**Given instruction:** Look at the entries below and reproduce them exactly.

**Supplied records:**

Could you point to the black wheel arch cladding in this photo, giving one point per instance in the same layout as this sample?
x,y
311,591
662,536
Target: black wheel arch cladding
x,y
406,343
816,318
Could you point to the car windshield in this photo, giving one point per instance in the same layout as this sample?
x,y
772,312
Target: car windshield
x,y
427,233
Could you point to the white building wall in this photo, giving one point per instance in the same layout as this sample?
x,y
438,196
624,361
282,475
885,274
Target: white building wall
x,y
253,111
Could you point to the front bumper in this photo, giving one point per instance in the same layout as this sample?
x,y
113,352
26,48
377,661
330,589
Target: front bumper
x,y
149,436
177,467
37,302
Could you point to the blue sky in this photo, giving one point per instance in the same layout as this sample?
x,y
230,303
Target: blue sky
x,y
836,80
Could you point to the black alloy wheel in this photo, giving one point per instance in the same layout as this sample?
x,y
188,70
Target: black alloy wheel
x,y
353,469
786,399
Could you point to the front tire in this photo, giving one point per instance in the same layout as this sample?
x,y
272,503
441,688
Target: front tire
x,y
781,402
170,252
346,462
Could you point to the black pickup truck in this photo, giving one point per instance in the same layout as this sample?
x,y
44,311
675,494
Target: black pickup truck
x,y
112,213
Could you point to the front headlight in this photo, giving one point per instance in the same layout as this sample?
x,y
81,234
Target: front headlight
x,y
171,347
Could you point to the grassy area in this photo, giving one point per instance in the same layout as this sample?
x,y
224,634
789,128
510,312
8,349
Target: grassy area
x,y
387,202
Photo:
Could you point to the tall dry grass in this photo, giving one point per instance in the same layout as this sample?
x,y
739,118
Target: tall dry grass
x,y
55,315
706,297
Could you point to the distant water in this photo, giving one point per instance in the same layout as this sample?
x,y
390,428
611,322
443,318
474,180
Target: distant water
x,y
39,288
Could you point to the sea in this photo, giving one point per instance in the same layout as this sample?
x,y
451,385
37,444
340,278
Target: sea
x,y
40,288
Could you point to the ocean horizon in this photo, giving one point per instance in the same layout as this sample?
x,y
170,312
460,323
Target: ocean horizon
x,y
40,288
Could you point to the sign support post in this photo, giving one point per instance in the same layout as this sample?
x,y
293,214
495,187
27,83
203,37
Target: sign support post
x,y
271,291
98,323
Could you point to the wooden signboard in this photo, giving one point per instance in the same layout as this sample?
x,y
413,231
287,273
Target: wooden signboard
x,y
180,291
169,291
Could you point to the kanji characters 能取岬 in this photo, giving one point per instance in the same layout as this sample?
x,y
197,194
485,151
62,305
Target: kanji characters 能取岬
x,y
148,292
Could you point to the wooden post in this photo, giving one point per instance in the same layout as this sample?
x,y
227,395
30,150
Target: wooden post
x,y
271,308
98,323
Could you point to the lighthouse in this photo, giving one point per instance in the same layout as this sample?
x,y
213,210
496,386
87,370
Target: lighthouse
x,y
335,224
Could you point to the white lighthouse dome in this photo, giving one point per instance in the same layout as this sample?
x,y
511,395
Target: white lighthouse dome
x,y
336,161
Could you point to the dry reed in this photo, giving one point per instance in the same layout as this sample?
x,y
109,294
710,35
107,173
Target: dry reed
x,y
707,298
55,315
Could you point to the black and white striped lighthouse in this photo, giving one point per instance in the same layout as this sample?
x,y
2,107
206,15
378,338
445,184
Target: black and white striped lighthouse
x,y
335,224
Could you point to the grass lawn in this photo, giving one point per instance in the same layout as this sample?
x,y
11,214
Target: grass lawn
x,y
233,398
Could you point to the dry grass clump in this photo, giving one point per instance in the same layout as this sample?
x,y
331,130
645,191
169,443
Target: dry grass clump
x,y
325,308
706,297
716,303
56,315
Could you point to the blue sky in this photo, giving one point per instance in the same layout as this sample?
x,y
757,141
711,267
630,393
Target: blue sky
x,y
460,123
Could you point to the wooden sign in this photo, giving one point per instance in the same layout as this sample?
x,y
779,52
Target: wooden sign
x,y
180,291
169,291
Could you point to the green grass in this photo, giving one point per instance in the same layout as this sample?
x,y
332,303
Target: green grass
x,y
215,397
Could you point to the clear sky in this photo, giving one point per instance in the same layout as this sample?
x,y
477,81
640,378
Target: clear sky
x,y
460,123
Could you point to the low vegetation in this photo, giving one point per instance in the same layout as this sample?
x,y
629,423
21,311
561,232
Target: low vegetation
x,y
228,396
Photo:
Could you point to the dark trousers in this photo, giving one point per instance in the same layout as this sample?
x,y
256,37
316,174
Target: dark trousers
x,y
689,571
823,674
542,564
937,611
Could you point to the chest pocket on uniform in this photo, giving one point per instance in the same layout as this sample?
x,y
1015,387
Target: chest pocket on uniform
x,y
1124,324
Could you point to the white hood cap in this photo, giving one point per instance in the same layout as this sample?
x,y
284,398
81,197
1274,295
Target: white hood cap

**Task solution:**
Could you point to the black wheel arch cladding in this photo, giving one point per instance in the same layout as this sample?
x,y
311,591
662,536
Target: black wheel arch cladding
x,y
406,343
816,318
Could you point to the car windshield in this photo, giving one point per instance in the same layout as this sample?
x,y
772,312
Target: car windshield
x,y
427,233
Could you point to the white building wall in this photo, giving one point per instance in the same layout as this sample?
x,y
438,196
624,361
282,475
885,274
Target: white building wall
x,y
253,111
Could you point to the front bumper in this photo, giving one point per instance in the same layout as this sample?
x,y
113,352
26,48
377,661
330,589
Target: front bumper
x,y
149,436
177,467
37,302
Could you point to the blue sky in this photo, giving one point per instance in the same layout as this sample?
x,y
230,303
Target: blue sky
x,y
836,80
Could you point to the black alloy wheel in this photo, giving one point per instance in the same layout as this sample?
x,y
188,70
Target: black alloy wheel
x,y
353,469
786,399
Could you point to the front tire in this photo, giving one point per instance in the same layout as this sample?
x,y
272,503
441,688
Target: front tire
x,y
781,402
170,252
346,462
Could you point to the black pickup truck in this photo, giving one point per instance in the same layout as this sample?
x,y
44,311
675,494
Target: black pickup truck
x,y
112,213
Could you point to the front headlight in this photo, giving one point per instance in the same layout as this sample?
x,y
81,234
Target: front headlight
x,y
171,347
Could you point to the grassy area in this photo, giving one point per instance in the same layout as this sample?
x,y
224,634
789,128
510,312
8,349
Target: grassy area
x,y
387,202
Photo:
Could you point to the tall dry grass in this photo, giving one point per instance in the same layout as this sample?
x,y
739,118
Target: tall dry grass
x,y
55,315
706,297
Could you point to the distant water in this photo, giving one point per instance in the same layout as this sample?
x,y
390,428
611,322
443,318
474,180
Target: distant water
x,y
39,288
Could you point to the sea in this photo, giving one point per instance in the same layout as this sample?
x,y
451,385
37,444
340,278
Target: sea
x,y
40,288
Could you point to the ocean horizon in this photo, giving one point per instance in the same layout as this sample?
x,y
170,312
460,323
Target: ocean horizon
x,y
40,288
Could you point to the sign support post in this photo, giving one point per instance in the same layout as this sample?
x,y
293,214
495,187
27,83
203,37
Target: sign support post
x,y
271,291
98,323
Could you point to the wooden signboard in this photo, giving one point per instance in the same layout as this sample?
x,y
413,231
287,273
Target: wooden signboard
x,y
180,291
169,291
Could you point to the kanji characters 能取岬 in this photo, giving one point per instance in the same layout as this sample?
x,y
197,194
485,151
62,305
Target: kanji characters 能取岬
x,y
148,292
Could you point to the wooden post in this photo, giving one point per instance in the same layout as this sample?
x,y
227,395
30,150
Target: wooden post
x,y
271,308
98,323
Could you point to the lighthouse in this photo, giving one point per instance in the same layout as this sample?
x,y
213,210
496,386
87,370
Target: lighthouse
x,y
335,224
Could you point to the white lighthouse dome in this photo, giving one point per instance in the same layout as this sample?
x,y
511,395
Target: white lighthouse dome
x,y
336,161
Could you point to the dry reed in this photo, giving one point per instance in the same layout as this sample?
x,y
109,294
710,35
107,173
Target: dry reed
x,y
707,298
55,315
Could you point to the black and white striped lighthouse in this photo, giving one point per instance in the same layout as this sample?
x,y
2,107
206,15
378,338
445,184
Target: black and white striped lighthouse
x,y
335,224
Could you point to the grass lawn in this photo, giving one point per instance in the same layout as this sample?
x,y
11,214
Target: grass lawn
x,y
233,398
Could you point to the dry grass clump in this photo, giving one point per instance in the same layout as this sample?
x,y
331,130
645,191
169,443
Target: dry grass clump
x,y
325,308
706,297
716,303
56,315
Could you point to the blue sky in this photo, giving one point per instance in the same layout as this sample?
x,y
757,141
711,267
630,393
Target: blue sky
x,y
460,123
Could you point to the wooden sign in this photo, giving one point per instance in the same layout as this sample?
x,y
779,52
Target: wooden sign
x,y
180,291
169,291
Could you point to the green grass in this photo, giving one point per instance in the same layout as this sample?
x,y
332,303
Target: green grass
x,y
215,397
Could you point to the clear sky in this photo, giving one point per instance in the same layout as this sample?
x,y
477,81
640,378
Target: clear sky
x,y
460,123
Could you point to the low vegetation in this photo, giving one point per instance in the same layout as this sample?
x,y
629,423
21,311
561,232
Target: low vegetation
x,y
228,396
Photo:
Could you point to the dark trousers in this photo, giving one point per instance in the same layout as this sample?
x,y
256,37
316,174
Target: dark trousers
x,y
689,571
823,674
542,564
937,611
Could you point to the chest pocket on uniform in this photo, giving one point per instance in the same layout as this sample?
x,y
1015,387
Target: chest pocket on uniform
x,y
1124,324
Could you point to the white hood cap in this photo, giving one point per instance in the same layout as this sample?
x,y
284,398
81,197
1274,295
Target: white hood cap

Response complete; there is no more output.